#### [The exercise]
According to the text on teaching taijiquan, what will contribute the most to an instructor's success as a teacher, more than any other personal characteristic or set of skills?
### Text provided
This piece shares observations and advice from my years of teaching and aims to address some of the issues taijiquan instructors face when offering their programs. It is broken into three parts: 1. Teaching tips, 2. Questions from instructors. 3. Masich Internal Arts Method Instructor Students.
1. Teaching tips
What does it take to be an excellent taijiquan instructor? How can you make it possible for your students to share a long and intense learning journey with you?
Here are a few tips:
Love sharing it
More than any other personal characteristic or set of skills, your passion for sharing taijiquan with others will contribute the most to your success as a teacher. For many instructors, the desire to teach comes naturally. No matter your level, if you can make sharing your understanding part of your own taijiquan learning process, you and others will benefit. Your enthusiasm is usually the single most powerful force in the classroom.
Be good at it
Clarity with the material and its presentation is a big reason why students stay with a teacher. Observant students see the connection between the quality of they are taught and how they are progressing. Continually improve your understanding by study, practice, and research of all aspects of taijiquan. Your ongoing efforts to progress in the art will inspire students to do the same.
Connect
Good taijiquan instructors make a personal connection with their students. Know your students’ names and what their interests are, especially with regard to their taijiquan and internal arts journey. Teacher-student connection is both social and physical and requires time, communication, good will, and clear intention. Establishing trust by taking a real interest in a student’s progress and questions is an important key to instructor excellence. Taijiquan, with its strong emphasis on partner work, is an excellent vehicle for making a physical connection. The helpful and respectful way you touch, touches people.
Encourage
There is always something to praise in a student’s efforts. In situations where there is much correction to be done, making positive and encouraging comments lets students know in which direction they should be going. Take time to explain things until they are understood as well as can be for that session. Acknowledge the work your students are doing in trying to understand even if they are not there yet. A good taijiquan program is made up of attainable components and can be broken into parts small enough for anyone to experience success and progress with.
######
### Supplied material
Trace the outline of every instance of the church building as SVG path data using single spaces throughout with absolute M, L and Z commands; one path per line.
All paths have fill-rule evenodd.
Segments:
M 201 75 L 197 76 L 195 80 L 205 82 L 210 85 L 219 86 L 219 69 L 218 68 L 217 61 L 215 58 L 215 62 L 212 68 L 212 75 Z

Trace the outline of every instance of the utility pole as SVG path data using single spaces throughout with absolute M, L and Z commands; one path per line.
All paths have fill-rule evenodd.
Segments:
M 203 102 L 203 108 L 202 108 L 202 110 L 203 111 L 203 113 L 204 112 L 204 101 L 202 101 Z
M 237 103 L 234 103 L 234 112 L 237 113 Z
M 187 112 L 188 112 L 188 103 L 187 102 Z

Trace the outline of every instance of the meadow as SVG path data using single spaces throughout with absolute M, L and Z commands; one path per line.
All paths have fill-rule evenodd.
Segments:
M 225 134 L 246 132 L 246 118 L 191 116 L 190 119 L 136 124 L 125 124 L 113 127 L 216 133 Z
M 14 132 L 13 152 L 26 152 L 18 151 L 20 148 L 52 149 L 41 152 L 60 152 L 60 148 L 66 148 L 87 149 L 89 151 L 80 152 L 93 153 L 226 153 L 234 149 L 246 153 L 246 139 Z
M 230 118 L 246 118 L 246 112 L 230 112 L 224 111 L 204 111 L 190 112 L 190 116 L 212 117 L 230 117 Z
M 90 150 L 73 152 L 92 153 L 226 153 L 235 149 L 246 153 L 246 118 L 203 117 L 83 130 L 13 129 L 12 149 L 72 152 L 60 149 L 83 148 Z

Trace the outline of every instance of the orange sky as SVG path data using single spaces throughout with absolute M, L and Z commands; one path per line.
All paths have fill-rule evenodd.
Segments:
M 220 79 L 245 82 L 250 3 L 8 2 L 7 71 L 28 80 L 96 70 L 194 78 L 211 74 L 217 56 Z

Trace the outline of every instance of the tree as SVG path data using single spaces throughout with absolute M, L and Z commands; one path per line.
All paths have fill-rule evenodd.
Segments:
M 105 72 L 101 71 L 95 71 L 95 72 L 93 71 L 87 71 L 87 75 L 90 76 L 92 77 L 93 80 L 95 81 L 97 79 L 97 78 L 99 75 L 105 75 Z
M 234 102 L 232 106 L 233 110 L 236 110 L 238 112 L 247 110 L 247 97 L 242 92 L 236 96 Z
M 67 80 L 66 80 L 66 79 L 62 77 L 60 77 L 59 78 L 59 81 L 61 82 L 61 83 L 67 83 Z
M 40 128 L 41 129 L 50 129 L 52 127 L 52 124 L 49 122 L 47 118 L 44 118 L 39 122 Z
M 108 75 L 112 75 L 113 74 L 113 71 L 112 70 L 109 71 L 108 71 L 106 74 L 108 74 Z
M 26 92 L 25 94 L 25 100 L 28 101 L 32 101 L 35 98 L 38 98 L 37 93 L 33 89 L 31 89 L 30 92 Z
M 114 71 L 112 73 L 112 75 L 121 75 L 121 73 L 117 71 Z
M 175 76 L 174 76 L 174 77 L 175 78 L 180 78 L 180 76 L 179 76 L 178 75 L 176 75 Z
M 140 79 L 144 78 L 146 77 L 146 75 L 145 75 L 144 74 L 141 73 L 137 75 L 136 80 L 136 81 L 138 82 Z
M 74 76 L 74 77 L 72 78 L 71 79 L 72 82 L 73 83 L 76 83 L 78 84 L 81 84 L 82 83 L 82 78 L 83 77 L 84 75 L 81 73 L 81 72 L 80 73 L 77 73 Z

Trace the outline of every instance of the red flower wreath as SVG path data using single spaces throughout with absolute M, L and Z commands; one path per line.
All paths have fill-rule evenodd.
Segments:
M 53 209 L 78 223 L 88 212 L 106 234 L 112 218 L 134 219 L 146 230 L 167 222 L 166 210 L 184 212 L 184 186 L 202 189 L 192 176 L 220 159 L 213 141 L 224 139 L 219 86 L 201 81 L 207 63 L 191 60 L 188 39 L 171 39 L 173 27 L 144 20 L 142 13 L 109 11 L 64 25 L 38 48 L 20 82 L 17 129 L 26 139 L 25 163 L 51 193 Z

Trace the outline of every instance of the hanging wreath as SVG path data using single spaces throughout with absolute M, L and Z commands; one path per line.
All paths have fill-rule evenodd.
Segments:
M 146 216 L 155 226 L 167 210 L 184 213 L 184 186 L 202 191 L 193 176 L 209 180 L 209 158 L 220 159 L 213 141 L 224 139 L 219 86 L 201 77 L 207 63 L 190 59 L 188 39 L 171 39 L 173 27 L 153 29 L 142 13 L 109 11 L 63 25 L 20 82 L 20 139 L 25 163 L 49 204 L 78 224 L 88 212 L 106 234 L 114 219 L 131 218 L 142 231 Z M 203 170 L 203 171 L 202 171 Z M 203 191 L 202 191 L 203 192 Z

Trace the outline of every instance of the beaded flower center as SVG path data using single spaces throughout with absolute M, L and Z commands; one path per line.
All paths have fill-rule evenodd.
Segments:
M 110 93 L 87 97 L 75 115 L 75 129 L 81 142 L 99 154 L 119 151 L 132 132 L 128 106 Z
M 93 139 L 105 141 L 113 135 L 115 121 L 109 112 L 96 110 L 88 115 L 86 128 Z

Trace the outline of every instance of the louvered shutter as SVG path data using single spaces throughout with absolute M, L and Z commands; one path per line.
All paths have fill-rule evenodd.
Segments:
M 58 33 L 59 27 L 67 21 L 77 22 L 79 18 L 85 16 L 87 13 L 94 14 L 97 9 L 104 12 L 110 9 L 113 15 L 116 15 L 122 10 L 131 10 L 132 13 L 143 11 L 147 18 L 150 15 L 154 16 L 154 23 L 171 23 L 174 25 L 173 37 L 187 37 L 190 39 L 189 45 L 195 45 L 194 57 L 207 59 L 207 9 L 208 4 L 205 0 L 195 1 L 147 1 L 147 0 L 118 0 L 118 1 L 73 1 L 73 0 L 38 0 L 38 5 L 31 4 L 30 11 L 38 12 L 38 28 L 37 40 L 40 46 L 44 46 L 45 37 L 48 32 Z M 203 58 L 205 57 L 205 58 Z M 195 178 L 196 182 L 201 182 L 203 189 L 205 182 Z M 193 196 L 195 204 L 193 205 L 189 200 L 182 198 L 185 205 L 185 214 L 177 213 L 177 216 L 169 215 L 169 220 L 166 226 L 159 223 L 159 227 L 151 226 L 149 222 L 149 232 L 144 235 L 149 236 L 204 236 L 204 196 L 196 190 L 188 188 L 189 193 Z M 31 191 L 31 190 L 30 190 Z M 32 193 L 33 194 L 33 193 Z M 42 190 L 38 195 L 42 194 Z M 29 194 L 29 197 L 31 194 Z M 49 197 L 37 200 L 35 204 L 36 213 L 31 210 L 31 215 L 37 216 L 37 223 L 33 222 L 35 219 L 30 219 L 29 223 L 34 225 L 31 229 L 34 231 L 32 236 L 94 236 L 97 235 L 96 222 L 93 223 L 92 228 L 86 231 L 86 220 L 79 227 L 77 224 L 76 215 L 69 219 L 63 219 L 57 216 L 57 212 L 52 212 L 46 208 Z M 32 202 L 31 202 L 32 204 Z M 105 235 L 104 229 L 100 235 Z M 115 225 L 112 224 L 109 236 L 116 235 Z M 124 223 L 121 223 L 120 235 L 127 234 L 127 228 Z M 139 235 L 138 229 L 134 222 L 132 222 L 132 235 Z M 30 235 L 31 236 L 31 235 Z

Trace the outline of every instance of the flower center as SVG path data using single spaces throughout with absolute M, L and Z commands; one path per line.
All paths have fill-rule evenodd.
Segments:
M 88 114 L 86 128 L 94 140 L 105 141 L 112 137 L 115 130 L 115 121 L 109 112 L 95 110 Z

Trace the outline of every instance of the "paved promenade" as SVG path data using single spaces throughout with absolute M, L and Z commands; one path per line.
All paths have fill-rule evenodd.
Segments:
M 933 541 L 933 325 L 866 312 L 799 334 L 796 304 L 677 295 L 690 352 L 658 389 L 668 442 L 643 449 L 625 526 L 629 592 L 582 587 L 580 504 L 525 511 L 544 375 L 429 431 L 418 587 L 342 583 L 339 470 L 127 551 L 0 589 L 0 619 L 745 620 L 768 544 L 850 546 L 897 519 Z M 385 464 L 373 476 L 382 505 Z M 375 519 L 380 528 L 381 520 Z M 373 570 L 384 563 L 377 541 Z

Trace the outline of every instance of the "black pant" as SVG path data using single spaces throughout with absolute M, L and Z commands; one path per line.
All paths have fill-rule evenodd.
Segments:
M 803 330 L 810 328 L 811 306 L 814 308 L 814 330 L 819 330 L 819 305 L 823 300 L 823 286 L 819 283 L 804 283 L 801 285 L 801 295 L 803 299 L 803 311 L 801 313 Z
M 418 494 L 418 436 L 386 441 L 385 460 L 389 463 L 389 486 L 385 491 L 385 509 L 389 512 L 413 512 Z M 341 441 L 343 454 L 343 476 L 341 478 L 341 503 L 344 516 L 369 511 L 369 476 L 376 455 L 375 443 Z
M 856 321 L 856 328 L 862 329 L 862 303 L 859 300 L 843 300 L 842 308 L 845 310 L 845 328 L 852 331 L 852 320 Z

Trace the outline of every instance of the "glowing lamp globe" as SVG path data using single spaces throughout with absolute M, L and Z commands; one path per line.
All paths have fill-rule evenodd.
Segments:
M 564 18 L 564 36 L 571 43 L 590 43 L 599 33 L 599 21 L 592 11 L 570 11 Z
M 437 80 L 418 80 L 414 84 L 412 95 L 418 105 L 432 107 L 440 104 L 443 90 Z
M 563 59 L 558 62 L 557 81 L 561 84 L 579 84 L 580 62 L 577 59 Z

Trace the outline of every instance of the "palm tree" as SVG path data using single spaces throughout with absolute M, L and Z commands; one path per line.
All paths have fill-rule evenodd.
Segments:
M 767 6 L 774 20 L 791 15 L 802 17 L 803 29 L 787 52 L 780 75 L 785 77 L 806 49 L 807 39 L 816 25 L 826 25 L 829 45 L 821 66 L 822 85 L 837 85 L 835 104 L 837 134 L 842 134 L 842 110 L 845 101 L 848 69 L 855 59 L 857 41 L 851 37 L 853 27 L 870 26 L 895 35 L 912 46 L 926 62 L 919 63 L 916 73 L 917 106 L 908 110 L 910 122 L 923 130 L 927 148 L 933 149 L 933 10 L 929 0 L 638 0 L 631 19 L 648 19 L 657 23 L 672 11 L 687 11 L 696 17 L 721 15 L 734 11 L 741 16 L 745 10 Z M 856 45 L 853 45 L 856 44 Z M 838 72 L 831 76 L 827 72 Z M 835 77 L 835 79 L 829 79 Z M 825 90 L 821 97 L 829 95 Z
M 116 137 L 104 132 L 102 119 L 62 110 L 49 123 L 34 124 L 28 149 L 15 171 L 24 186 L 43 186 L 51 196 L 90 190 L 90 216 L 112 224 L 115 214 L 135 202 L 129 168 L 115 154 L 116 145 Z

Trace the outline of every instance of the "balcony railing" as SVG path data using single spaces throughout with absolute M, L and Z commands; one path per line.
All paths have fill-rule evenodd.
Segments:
######
#### [Task result]
The instructor's passion for sharing taijiquan with others.